TEXTAUSZUG —
Olaf Scholz gibt sich nach dem Urlaub munter. Er verteidigt die Steuerpläne von Finanzminister Lindner und inszeniert sich als Mann der kleinen Leute.

Scholz, gut gelaunt Foto: Lisi Niesner/reuters

Berlin taz | Die Sommerpressekonferenz hat Scholz von Angela Merkel übernommen. Sie ist nicht das Einzige. Seine Art, kritische Fragen ins Leere laufen zu lassen, erinnert ebenfalls an seine Vorgängerin. Auch die Botschaft, die Scholz, lässig ohne Schlips, am Donnerstagvormittag verbreitet, kennt man von Merkel: Wir schaffen das.

Die Krisen folgen Schlag auf Schlag: Corona, Krieg in der Ukrai­ne, Energiepreise, Inflation, Gasmangel im Winter. Doch laut dem Kanzler hat die Ampelregierung alles im Griff. Schon im Dezember habe er weitsichtig Pläne entwickelt, was zu tun sei, wenn das Gas knapp werde. Die Regierung sorge mit den Entlastungspaketen für die soziale Abfederung der Krisenlasten.

AUFGABEN —
(1) Beantworten Sie anhand des Textauszugs über Scholz' Sommerpressekonferenz die folgenden Fragen:
(a) Wessen Steuerpläne verteidigt Scholz?
(b) Von wem hat Scholz die Sommerpressekonferenz übernommen?
(c) Wann hat Scholz nach eigener Darstellung Pläne für den Fall entwickelt, dass das Gas knapp wird?
(2) Setzen Sie den Textauszug über Scholz' Sommerpressekonferenz nach seinem letzten Satz mit einem Absatz im gleichen Stil fort.

BEREITGESTELLTE DATEN —
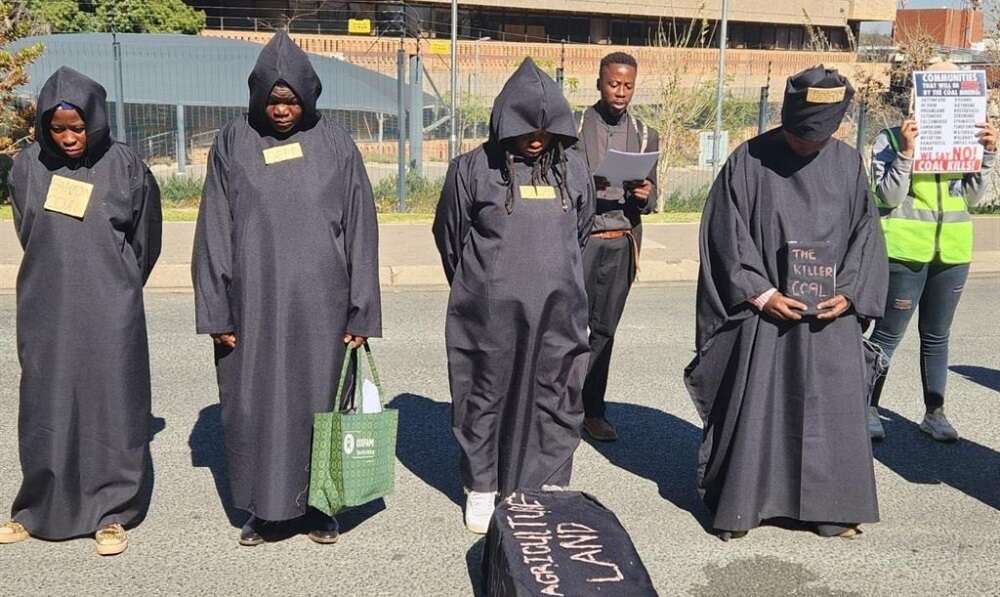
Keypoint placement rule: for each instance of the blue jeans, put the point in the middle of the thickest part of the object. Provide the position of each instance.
(936, 288)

LÖSUNGEN —
(1)
(a) Die Steuerpläne von Finanzminister Lindner.
(b) Von Angela Merkel.
(c) Schon im Dezember.

(2)
Den Satz, die Ampelregierung lasse niemand allein, wiederholt Scholz ein halbes Dutzend Mal. Mit sozialen Protesten oder Unruhen wegen der Inflation, die Ärmere besonders hart trifft, rechnet der SPD-Mann daher nicht. Trotz aller Krisen werde der Mindestlohn auf 12 Euro erhöht, das Bürgergeld werde Hartz IV ablösen, das ehrgeizige Wohnungsbauprogramm entschlossen umgesetzt, die Energiewende dito.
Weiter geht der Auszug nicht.